## What is needed:
Recast the part of the records running from the start through the line containing "Target: trophy stem" as a numbered list, skipping blank lines. Leave the pictures out of your answer.

## Supplied data:
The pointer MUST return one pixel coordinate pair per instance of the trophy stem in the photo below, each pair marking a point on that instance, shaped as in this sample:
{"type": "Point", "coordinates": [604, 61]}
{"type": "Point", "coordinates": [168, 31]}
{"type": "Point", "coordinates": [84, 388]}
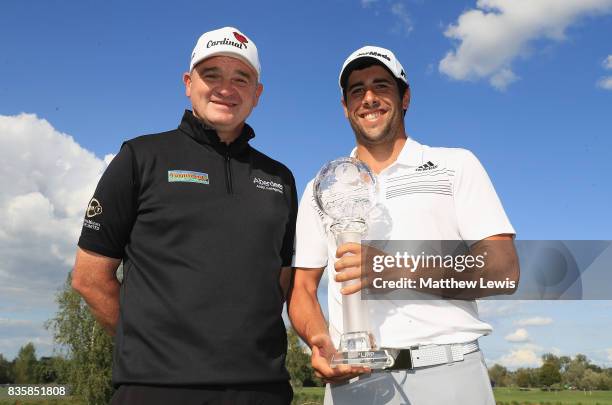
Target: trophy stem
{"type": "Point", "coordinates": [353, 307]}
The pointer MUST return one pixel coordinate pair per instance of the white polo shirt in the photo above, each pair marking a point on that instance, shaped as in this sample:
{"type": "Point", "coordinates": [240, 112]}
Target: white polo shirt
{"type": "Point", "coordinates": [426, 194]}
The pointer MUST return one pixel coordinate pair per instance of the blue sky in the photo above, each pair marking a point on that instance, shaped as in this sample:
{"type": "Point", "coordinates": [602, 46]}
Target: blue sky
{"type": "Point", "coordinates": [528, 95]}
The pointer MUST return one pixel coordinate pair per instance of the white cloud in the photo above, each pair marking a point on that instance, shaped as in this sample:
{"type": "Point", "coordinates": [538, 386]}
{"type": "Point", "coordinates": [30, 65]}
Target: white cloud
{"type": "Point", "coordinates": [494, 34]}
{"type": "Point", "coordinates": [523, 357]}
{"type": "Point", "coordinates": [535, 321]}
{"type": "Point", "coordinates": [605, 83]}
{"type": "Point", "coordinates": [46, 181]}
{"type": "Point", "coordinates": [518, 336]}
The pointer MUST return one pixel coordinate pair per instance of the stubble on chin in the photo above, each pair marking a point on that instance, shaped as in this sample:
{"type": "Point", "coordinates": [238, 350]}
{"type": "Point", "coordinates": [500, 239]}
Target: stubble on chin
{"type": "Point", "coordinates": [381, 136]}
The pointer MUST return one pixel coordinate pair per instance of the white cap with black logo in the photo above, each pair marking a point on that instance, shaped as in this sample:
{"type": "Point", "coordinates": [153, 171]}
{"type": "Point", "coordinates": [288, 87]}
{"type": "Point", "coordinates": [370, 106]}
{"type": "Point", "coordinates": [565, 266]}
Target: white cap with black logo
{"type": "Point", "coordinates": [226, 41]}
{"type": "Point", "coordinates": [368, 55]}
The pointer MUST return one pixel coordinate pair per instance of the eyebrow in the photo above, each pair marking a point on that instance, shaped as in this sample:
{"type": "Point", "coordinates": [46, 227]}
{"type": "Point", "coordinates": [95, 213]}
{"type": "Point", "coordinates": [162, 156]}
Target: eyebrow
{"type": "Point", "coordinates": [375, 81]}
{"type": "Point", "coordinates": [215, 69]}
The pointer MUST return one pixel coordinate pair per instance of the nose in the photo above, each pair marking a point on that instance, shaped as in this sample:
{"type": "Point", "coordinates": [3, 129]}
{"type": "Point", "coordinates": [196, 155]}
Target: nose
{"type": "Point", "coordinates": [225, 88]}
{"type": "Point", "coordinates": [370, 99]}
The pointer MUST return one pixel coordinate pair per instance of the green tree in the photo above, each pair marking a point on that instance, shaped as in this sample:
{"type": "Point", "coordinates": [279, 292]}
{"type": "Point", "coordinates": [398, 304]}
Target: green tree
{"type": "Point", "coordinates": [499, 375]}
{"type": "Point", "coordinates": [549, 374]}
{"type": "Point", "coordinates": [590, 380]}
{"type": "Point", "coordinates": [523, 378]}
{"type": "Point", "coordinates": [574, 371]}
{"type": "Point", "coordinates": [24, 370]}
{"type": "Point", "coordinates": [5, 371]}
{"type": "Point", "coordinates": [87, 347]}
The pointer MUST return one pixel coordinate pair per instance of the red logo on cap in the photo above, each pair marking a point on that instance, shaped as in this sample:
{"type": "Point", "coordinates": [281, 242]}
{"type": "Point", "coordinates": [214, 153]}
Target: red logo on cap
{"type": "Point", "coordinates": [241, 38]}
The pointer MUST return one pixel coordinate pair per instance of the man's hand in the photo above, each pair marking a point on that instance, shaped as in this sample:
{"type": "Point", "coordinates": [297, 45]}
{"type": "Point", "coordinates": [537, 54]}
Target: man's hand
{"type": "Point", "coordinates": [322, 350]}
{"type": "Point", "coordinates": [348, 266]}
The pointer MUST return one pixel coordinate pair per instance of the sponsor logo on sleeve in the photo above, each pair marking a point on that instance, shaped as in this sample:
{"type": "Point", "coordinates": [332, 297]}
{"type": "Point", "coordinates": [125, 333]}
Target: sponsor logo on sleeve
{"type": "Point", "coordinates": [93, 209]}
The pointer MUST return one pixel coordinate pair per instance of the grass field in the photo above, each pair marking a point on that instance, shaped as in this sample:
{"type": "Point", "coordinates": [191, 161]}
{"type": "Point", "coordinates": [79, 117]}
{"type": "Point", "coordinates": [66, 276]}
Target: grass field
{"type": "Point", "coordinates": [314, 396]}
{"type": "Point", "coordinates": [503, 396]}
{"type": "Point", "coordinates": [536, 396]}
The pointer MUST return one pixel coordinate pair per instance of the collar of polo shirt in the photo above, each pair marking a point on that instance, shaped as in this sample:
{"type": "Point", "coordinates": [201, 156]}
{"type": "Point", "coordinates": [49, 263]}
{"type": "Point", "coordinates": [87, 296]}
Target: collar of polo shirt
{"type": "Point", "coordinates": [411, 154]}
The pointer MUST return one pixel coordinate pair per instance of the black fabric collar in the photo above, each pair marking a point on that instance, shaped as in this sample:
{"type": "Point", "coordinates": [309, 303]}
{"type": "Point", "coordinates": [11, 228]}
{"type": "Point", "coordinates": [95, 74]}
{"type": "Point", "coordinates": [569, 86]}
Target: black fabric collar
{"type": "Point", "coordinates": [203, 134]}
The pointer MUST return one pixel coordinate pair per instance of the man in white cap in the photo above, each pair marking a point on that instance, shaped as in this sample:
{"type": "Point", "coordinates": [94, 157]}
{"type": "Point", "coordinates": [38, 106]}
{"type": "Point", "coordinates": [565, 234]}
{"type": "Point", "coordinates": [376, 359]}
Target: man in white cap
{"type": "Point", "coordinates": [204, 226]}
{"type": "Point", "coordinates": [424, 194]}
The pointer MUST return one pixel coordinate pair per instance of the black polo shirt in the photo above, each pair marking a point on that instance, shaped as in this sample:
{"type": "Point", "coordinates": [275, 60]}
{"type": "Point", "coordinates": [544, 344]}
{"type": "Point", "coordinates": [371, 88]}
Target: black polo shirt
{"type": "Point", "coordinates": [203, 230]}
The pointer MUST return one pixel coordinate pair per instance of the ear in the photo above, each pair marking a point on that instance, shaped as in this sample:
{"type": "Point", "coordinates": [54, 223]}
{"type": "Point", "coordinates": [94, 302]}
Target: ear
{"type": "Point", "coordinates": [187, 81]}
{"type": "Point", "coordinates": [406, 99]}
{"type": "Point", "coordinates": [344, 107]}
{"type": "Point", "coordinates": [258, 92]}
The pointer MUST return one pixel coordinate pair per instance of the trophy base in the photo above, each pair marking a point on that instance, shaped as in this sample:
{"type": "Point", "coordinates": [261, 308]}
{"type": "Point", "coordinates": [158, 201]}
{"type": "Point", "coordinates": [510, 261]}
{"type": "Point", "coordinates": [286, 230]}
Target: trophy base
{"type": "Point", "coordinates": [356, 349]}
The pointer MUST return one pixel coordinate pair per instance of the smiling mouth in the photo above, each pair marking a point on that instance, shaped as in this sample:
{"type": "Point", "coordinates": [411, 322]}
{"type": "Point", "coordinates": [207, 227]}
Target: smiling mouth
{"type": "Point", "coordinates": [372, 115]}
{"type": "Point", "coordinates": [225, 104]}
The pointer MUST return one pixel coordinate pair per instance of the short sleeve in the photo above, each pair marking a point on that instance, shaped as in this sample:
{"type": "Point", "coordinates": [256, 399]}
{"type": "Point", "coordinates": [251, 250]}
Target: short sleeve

## Response:
1. The pointer MUST return one pixel coordinate pair per instance of the trophy stem in the photo below, each pair marking a point on that instance, shaped as in this sample:
2. {"type": "Point", "coordinates": [604, 61]}
3. {"type": "Point", "coordinates": [168, 31]}
4. {"type": "Point", "coordinates": [84, 388]}
5. Target: trophy stem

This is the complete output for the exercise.